### WHAT IS EXPECTED
Transcribe the part of the interview below about paying for cancer care, starting with "Yeah, and I'm" and going on through "It is exhausting.".

### DOCUMENT PASSAGE
Stefanie O'Connell Rodriguez: But a few weeks into her treatment, coronavirus lockdowns started across the US. And hospitals, overwhelmed with the influx of COVID patients, changed their policies, and Olivia had to go through her treatments alone.

Olivia: So I've had to do five of my six rounds of chemo by myself, and it's awful. It's lonely. It's scary. It's one thing just going through the treatment itself. It's another thing when they're coming up to you and saying, "Hey, you need to stop by the accounting afterwards because they want to talk to you about your bills, and they want to talk to you about what's been approved and what's not been approved."

And you're exhausted. You're nauseous. I had no control over my bowel movements. Like "I'm wearing a diaper, and you want me to go talk to somebody about my bills right now? Are you kidding me?"

There's this thing where you get to ring the bell at the end of treatment, and it's like this celebration of like you're done. And the nurses gather around, and you ring the bell. It's this joyous moment of, "I'm done with chemo." When I got done with chemo, I didn't ring a bell. They said, "Please go talk to the Accounting Office. We need to talk to you about your out-of-pocket max." And I was just like, "I have just been through six months of chemo. I have no hair. I have no eyebrows. I have no eyelashes, and you want to go talk to me about money right now? And also, how did I not hit my out-of-pocket max at this point in time? Shouldn't this be done already?"

Stefanie O'Connell Rodriguez: Have you ever calculated the total cost for your care?

Olivia: Sure did. The first year was over a million dollars. Yeah.

Stefanie O'Connell Rodriguez: Do you know how much you wound up having to pay?

Olivia:I would say around $10, $12 grand, compared to over a million. So thank God for health insurance.

Stefanie O'Connell Rodriguez: Did you have to fight them at all?

Olivia: Yes. So you get all these tests, and then they have to send it off to someone else to read your biopsy, and you don't see who they send it off to. So then, all of a sudden, I'm getting these out-of-network bills because they have not asked me where they're sending this to. They just sent it, and so I started calling and say, "No, I have specifically chosen my doctors and my care places to make sure they're in-network."

To me, it was just a dishonest move of just like, "I've gone to an in-network doctor, and you know what insurance I have. Why aren't you sending this to an in-network doctor to read my test results?"

I can't tell you how many times I had to call because they always say, "We'll call you back," and then they don't.

Yeah, and I'm writing down every call, every person's name I'm talking to at the time because you have to. With anyone that you call with the actual doctors or hospitals, or with the health insurance company. You just have to do that. The health insurance company, they're in this business. So they're explaining everything to you with their health insurance jargon instead of just breaking it down into layman's terms. I had to keep being like, "So what you mean is? Is it this?" It is exhausting.

[Dataset entries]
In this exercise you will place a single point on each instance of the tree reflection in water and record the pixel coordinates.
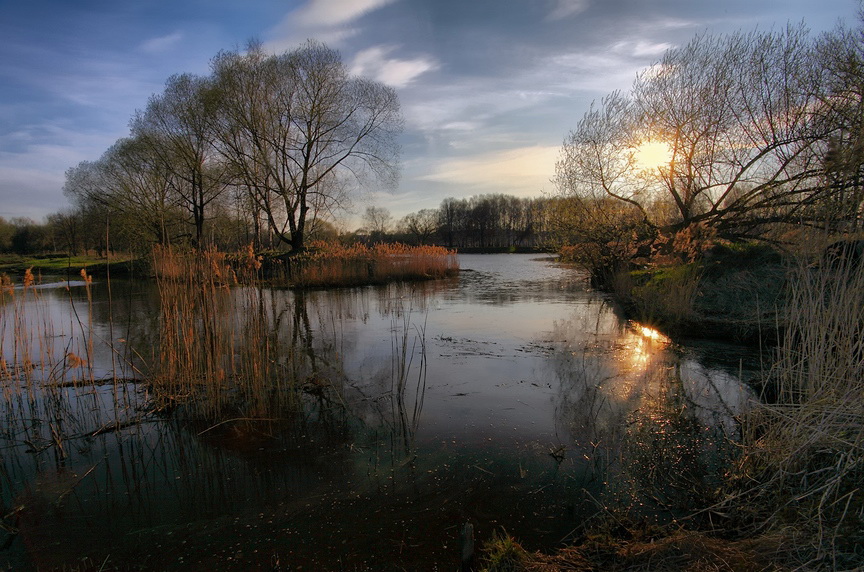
(361, 426)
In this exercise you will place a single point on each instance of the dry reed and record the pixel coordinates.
(803, 464)
(219, 355)
(326, 264)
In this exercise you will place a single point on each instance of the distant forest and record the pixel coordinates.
(491, 221)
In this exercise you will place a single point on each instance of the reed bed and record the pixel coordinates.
(802, 466)
(326, 264)
(217, 356)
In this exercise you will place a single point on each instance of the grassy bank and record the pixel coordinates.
(733, 293)
(62, 264)
(328, 264)
(792, 500)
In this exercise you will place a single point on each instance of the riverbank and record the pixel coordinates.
(733, 294)
(62, 264)
(792, 497)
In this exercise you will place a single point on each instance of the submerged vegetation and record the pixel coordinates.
(326, 264)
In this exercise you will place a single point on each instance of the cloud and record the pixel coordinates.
(324, 13)
(522, 171)
(373, 62)
(566, 8)
(641, 48)
(161, 44)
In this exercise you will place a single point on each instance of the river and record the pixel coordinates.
(511, 396)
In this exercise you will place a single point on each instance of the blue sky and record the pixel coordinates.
(489, 88)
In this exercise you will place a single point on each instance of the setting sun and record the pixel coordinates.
(652, 155)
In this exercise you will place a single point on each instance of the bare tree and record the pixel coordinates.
(422, 225)
(297, 130)
(176, 126)
(736, 115)
(377, 221)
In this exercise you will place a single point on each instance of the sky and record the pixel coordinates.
(489, 89)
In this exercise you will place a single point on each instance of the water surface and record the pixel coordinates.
(512, 396)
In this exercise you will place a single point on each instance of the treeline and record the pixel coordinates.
(491, 221)
(746, 136)
(262, 150)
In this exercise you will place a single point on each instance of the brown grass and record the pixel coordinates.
(802, 468)
(329, 264)
(661, 550)
(216, 356)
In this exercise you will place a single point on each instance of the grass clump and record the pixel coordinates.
(502, 553)
(330, 264)
(802, 467)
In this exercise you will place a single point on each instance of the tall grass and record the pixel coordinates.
(328, 264)
(803, 465)
(217, 356)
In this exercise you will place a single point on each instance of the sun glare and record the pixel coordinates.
(652, 155)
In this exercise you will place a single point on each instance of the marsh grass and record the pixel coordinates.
(663, 297)
(217, 356)
(802, 466)
(328, 264)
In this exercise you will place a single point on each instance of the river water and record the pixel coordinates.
(511, 396)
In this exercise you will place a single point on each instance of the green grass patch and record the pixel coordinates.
(16, 264)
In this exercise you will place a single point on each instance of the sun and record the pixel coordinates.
(652, 155)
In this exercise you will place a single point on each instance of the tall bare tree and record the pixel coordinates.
(297, 130)
(736, 115)
(176, 126)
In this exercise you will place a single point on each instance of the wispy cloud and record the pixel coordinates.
(374, 63)
(566, 8)
(323, 13)
(520, 171)
(641, 48)
(161, 44)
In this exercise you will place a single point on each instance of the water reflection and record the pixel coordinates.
(385, 418)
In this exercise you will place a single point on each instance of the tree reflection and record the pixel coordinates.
(651, 433)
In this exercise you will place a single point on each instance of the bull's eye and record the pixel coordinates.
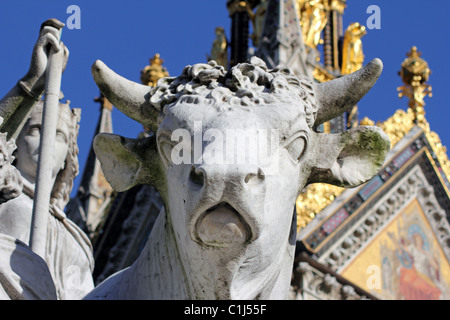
(296, 146)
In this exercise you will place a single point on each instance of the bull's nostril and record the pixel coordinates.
(196, 176)
(254, 178)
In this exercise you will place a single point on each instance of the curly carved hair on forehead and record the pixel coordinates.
(64, 180)
(244, 85)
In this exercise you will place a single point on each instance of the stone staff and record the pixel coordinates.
(38, 232)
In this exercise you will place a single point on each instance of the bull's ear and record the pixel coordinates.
(350, 158)
(128, 162)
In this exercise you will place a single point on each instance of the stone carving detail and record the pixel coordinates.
(211, 241)
(64, 270)
(10, 179)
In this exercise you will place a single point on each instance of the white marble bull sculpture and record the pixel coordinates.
(227, 230)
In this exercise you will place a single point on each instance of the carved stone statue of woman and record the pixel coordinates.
(68, 251)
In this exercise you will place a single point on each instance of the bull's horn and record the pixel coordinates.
(129, 97)
(337, 96)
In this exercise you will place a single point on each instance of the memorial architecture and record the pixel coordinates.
(366, 217)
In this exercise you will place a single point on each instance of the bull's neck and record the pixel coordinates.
(163, 272)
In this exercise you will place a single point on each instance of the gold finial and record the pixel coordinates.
(219, 50)
(153, 72)
(415, 73)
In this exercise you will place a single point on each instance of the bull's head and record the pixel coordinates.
(245, 208)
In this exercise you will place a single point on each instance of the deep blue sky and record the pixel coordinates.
(125, 34)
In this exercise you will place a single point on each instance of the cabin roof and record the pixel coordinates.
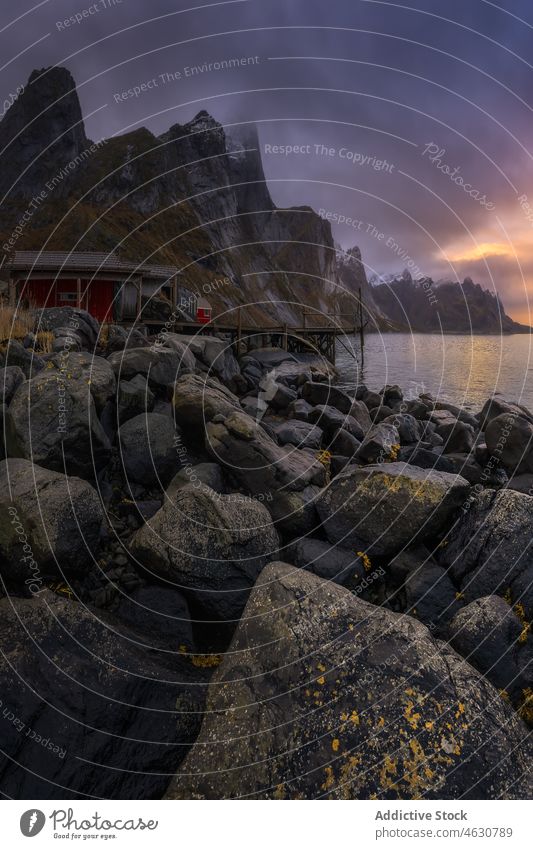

### TASK OUTPUT
Yeah, and I'm writing down every call, every person's name I'm talking to at the time because you have to. With anyone that you call with the actual doctors or hospitals, or with the health insurance company. You just have to do that. The health insurance company, they're in this business. So they're explaining everything to you with their health insurance jargon instead of just breaking it down into layman's terms. I had to keep being like, "So what you mean is? Is it this?" It is exhausting.